Stored data entries:

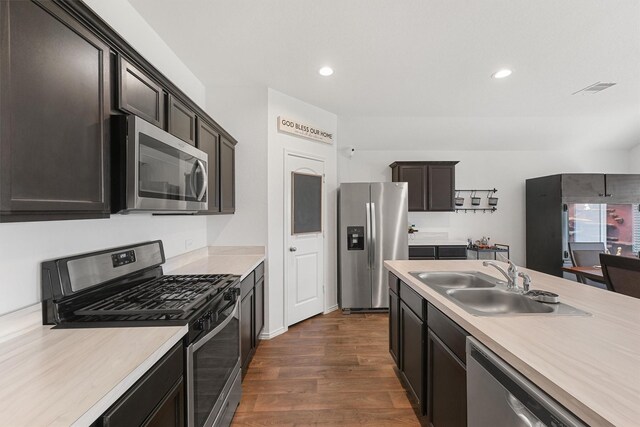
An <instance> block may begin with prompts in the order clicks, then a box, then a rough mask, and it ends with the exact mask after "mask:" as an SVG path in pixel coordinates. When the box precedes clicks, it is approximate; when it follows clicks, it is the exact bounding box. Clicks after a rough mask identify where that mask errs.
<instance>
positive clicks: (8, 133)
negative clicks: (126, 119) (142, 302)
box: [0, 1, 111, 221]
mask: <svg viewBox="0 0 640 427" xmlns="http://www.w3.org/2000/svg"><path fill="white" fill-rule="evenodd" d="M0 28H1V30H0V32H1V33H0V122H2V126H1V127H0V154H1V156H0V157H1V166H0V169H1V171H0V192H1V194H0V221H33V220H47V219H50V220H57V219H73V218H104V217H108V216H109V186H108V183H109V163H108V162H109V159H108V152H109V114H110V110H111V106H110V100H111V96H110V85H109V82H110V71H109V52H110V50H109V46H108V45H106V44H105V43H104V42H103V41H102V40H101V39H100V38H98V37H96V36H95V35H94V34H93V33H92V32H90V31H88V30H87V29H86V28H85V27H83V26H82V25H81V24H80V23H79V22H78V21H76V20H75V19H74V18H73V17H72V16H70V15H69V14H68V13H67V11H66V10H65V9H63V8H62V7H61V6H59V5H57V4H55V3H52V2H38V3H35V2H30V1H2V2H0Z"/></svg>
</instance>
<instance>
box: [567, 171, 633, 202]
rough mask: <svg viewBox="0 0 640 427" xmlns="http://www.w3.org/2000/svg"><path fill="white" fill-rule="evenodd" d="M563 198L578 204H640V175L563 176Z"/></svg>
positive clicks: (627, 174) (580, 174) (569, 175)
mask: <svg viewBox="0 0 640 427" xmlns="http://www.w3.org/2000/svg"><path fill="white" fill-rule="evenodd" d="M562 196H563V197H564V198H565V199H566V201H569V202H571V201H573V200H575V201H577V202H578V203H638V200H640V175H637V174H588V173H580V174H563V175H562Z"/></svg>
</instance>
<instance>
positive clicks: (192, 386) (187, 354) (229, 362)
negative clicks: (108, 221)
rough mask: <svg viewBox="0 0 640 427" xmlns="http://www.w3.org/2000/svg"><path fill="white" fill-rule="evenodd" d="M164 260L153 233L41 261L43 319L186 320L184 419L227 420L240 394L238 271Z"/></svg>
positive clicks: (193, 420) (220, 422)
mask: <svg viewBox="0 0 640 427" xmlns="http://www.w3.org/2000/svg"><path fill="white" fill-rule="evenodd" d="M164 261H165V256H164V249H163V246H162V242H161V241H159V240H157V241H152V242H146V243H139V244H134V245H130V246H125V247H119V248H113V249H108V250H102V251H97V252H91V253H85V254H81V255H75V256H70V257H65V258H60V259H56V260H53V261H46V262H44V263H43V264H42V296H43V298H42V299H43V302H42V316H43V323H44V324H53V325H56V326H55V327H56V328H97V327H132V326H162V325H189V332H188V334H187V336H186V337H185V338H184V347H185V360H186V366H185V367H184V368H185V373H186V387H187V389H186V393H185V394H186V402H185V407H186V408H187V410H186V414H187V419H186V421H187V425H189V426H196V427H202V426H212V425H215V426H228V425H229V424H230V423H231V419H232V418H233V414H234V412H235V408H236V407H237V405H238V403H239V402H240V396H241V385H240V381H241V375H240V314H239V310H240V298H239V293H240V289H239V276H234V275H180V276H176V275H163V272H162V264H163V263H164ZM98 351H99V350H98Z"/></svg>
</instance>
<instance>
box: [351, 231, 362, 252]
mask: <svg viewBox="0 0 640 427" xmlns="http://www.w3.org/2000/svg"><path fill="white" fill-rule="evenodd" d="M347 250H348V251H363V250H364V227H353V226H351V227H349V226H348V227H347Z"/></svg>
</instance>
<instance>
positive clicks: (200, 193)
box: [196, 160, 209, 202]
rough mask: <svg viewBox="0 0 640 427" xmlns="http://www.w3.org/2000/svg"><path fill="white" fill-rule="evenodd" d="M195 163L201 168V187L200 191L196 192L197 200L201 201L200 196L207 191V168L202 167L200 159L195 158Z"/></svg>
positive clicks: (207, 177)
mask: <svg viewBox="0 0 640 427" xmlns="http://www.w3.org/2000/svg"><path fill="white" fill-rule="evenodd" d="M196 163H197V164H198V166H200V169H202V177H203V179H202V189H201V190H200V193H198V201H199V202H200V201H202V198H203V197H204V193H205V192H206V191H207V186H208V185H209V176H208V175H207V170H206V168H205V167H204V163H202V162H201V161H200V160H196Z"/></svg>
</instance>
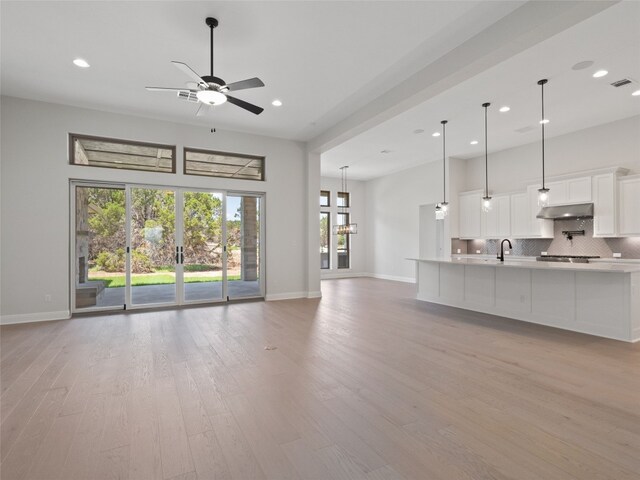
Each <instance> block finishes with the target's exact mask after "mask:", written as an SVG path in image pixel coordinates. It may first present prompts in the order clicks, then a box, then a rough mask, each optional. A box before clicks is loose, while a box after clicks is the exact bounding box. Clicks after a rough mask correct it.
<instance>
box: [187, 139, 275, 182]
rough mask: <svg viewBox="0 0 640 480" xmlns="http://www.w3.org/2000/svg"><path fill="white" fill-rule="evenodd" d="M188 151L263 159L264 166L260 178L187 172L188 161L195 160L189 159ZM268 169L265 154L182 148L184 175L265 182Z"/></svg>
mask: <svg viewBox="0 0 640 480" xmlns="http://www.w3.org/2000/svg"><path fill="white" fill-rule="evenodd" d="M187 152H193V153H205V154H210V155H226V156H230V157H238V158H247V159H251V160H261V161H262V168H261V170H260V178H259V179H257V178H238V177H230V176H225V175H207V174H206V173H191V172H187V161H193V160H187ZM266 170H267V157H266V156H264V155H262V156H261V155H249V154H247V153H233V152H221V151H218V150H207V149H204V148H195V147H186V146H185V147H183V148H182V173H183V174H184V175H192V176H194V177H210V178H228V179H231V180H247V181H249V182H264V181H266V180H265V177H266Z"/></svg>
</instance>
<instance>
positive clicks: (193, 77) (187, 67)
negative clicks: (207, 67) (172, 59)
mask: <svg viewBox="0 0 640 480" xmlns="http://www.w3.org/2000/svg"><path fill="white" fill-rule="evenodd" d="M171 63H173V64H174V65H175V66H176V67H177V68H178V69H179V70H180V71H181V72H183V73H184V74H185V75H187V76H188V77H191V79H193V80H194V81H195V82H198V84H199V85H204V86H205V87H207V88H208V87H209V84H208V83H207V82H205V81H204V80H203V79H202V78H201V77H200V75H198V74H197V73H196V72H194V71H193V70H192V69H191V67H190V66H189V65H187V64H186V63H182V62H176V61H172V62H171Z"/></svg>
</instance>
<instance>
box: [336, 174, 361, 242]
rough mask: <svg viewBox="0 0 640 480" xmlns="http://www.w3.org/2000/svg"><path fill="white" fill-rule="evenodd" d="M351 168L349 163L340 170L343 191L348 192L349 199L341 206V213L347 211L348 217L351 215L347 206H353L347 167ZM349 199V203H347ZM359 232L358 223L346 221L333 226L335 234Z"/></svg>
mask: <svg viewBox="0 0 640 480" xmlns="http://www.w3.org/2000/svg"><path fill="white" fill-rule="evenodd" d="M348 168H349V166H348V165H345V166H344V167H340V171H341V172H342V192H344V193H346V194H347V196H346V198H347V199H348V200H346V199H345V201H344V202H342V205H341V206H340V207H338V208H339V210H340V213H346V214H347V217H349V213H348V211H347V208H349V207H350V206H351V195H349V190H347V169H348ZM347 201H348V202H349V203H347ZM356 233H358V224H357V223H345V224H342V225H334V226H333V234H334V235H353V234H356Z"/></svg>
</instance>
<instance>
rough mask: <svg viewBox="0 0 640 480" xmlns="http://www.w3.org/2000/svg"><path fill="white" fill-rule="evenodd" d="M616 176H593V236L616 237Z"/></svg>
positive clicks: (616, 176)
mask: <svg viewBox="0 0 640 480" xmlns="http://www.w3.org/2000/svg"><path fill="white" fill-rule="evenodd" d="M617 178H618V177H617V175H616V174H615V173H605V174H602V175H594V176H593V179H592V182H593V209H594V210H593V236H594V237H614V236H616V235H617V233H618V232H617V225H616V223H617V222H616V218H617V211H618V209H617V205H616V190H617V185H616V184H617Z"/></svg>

* * *

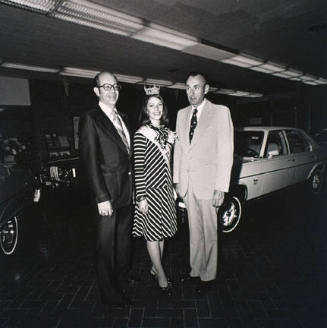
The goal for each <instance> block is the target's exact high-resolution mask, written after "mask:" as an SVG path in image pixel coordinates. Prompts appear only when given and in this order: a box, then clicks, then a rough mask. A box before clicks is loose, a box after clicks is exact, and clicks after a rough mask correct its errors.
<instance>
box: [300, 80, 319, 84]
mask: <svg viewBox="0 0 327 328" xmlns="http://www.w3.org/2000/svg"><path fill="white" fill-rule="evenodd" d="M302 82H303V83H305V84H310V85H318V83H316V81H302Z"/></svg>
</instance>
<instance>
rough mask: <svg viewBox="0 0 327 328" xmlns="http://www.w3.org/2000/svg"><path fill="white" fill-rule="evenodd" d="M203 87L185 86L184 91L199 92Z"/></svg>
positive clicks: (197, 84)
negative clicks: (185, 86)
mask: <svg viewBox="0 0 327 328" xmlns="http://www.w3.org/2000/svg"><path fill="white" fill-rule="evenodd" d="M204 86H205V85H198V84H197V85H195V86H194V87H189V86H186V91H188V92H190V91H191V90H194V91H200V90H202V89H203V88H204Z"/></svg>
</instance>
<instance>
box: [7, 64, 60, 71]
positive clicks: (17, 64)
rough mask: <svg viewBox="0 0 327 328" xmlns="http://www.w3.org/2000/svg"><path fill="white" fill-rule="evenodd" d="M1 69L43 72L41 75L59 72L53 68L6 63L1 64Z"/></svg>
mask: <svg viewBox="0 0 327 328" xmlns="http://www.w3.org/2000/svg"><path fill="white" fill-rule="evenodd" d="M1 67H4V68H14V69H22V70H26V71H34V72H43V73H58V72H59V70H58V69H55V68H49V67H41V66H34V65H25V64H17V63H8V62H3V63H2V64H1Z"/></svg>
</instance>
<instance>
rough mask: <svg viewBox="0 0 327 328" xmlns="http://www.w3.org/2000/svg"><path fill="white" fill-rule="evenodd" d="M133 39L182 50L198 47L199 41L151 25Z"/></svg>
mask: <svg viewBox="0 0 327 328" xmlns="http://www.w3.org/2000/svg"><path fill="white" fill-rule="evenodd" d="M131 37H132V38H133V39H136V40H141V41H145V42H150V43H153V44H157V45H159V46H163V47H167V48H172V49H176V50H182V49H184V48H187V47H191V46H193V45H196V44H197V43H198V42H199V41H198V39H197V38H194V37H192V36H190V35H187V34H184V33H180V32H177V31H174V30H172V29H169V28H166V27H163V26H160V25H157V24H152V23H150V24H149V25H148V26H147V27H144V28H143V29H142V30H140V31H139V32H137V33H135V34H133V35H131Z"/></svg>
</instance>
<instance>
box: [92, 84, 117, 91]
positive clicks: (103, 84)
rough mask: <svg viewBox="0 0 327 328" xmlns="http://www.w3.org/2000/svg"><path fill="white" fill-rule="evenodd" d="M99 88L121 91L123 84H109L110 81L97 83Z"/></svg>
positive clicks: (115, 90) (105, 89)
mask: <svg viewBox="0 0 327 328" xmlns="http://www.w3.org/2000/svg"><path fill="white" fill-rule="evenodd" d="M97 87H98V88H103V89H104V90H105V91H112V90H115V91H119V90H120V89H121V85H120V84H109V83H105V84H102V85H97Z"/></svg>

# Problem description
Beginning with the line above that contains "An <instance> block", copy each line exactly up to and including the line that contains "260L153 233L41 261L43", and go no further.

# Solution for this problem
An <instance> block may begin with prompts in the order clicks, then a box, then a rough mask, and it ends with the exact mask after "mask:" as an SVG path in pixel coordinates. When the box precedes clicks, it is approximate; when it follows clicks, it is the exact bounding box. Clicks after a rough mask identify where that mask errs.
<instance>
positive clicks: (8, 133)
negative clicks: (126, 119) (142, 302)
box: [0, 1, 111, 221]
mask: <svg viewBox="0 0 640 427" xmlns="http://www.w3.org/2000/svg"><path fill="white" fill-rule="evenodd" d="M0 28H1V30H0V32H1V33H0V122H2V126H1V127H0V154H1V156H0V157H1V166H0V169H1V171H0V192H1V194H0V221H33V220H47V219H50V220H57V219H73V218H104V217H108V216H109V186H108V183H109V163H108V162H109V159H108V152H109V114H110V110H111V106H110V100H111V96H110V85H109V82H110V71H109V52H110V50H109V46H108V45H106V44H105V43H104V42H103V41H102V40H101V39H100V38H98V37H96V36H95V35H94V34H93V33H92V32H90V31H88V30H87V29H86V28H85V27H83V26H82V25H81V24H80V23H79V22H78V21H76V20H75V19H74V18H73V17H72V16H70V15H69V14H68V13H67V11H66V10H65V9H63V8H62V7H61V6H59V5H57V4H55V3H52V2H38V3H35V2H30V1H2V2H0Z"/></svg>
</instance>
<instance>
box: [567, 171, 633, 202]
rough mask: <svg viewBox="0 0 640 427" xmlns="http://www.w3.org/2000/svg"><path fill="white" fill-rule="evenodd" d="M563 198L578 204H640V175L563 176Z"/></svg>
positive clicks: (627, 174) (580, 174) (569, 175)
mask: <svg viewBox="0 0 640 427" xmlns="http://www.w3.org/2000/svg"><path fill="white" fill-rule="evenodd" d="M562 196H563V197H564V198H565V199H566V201H569V202H571V201H573V200H575V201H577V202H578V203H638V200H640V175H637V174H588V173H580V174H563V175H562Z"/></svg>
</instance>
<instance>
positive clicks: (192, 386) (187, 354) (229, 362)
negative clicks: (108, 221)
rough mask: <svg viewBox="0 0 640 427" xmlns="http://www.w3.org/2000/svg"><path fill="white" fill-rule="evenodd" d="M164 260L153 233L41 261L43 319L186 320L184 419L227 420L240 394L238 271Z"/></svg>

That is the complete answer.